Please update these rows so that "bounding box" becomes "enclosing box" everywhere, keeping everything else the same.

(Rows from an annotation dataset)
::::

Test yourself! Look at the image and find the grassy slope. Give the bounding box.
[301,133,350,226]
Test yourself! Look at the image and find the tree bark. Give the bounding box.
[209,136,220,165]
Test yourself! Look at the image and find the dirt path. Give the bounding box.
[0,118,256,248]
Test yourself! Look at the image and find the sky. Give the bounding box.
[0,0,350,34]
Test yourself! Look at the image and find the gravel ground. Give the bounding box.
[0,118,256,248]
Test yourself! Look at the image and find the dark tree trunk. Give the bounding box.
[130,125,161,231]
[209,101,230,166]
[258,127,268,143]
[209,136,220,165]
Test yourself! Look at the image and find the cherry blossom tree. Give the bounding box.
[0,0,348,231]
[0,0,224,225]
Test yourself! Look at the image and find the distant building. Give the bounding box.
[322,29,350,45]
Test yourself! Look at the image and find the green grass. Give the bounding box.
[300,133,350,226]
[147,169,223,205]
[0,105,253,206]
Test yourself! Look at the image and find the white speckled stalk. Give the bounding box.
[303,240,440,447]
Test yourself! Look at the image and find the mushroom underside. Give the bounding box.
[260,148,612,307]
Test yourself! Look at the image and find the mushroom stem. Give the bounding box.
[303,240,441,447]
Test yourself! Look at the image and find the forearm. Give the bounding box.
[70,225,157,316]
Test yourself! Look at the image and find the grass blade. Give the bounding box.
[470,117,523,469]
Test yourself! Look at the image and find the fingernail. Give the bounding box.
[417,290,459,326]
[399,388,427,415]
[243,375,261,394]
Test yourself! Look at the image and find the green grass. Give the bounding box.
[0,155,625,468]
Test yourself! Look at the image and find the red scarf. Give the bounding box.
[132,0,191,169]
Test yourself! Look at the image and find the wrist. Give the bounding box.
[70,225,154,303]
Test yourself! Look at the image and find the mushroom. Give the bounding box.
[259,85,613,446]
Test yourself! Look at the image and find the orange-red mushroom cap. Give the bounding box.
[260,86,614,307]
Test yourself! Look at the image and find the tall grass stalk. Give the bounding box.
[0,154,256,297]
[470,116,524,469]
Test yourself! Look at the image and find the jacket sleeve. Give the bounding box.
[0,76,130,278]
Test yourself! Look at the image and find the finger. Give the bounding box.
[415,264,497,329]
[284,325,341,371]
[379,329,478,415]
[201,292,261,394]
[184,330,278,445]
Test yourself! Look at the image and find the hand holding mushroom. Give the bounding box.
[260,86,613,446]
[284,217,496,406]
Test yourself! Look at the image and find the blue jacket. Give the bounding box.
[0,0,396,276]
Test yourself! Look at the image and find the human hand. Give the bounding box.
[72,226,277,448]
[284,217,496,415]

::::

◆ **Task output**:
Test yourself! Look at the image and find the grassy slope. Give the enclosing box.
[301,133,350,226]
Test yourself! Look at the image and find the tree bark. Give the enclosing box.
[209,136,220,165]
Test yourself! Look at the image and find the dirt path. Give the enclosing box.
[0,118,256,248]
Test yourself! Look at the image and find the sky. Give the enclosing box.
[0,0,350,34]
Test yourself! Look at the image and find the gravel ground. Give the enclosing box.
[0,118,256,248]
Test yourself! Look at the image and find the dark tree trunk. Give the enclosing box.
[130,125,161,231]
[209,101,230,166]
[258,127,268,143]
[209,136,220,165]
Test yourself! Look at the image and find the cherry blossom tree. Give the enclosing box.
[0,0,348,231]
[0,0,224,225]
Test yourself! Look at the image and find the distant building. Give the enclosing box.
[322,29,350,45]
Test yourself! Look at the image and find the green grass. Give the enclosing box.
[300,133,350,226]
[147,169,223,205]
[0,105,253,206]
Test yourself! Look at the image and find the white speckled stalk. Give the enclosing box.
[303,240,440,447]
Test yourself! Look at the image and find the mushroom underside. Give the enclosing box.
[260,148,612,307]
Test yourself! Look at the image and find the mushroom stem. Give the enclosing box.
[303,240,441,447]
Test yourself! Look at the image and find the forearm. Give the enclosing box.
[70,225,157,316]
Test yourself! Look at the image and find the grass blade. Give the enclosing box.
[470,117,523,469]
Test yourself! Look at the image and find the fingernail. Give the enclosing box.
[417,290,459,326]
[399,388,427,415]
[243,375,261,394]
Test yourself! Look at the image and find the green grass. Give the enclosing box.
[0,155,625,468]
Test yourself! Look at the image and find the red scarf. Give the enclosing box.
[132,0,191,169]
Test yourself! Look at the image and find the wrist. Give the enclosing box.
[70,225,154,303]
Test yourself! Look at the image and find the mushroom. Give the enclosing box.
[259,85,613,446]
Test yourself! Look at the image and find the orange-red mushroom cap. Give the enclosing box.
[260,86,614,307]
Test yourself! Look at the image and find the tall grass stalk. Give the enclosing box.
[0,154,256,297]
[470,116,524,469]
Test yourself! Look at the image and find the jacket sleeve. Give the enclosing box.
[0,76,130,278]
Test yourself! Look at the image and find the finger. Give the enclosing box.
[415,264,497,329]
[284,325,341,371]
[379,329,478,415]
[201,292,261,394]
[184,330,278,445]
Test yourself! Look at the image and find the hand holding mushroom. Give the enclosing box.
[260,86,613,446]
[284,217,496,406]
Test yourself! Look at the image and find the blue jacket. Give the enclosing box.
[0,0,396,276]
Test yourself! Look at the image and find the human hand. Give the enclosing box.
[72,226,277,448]
[284,217,496,415]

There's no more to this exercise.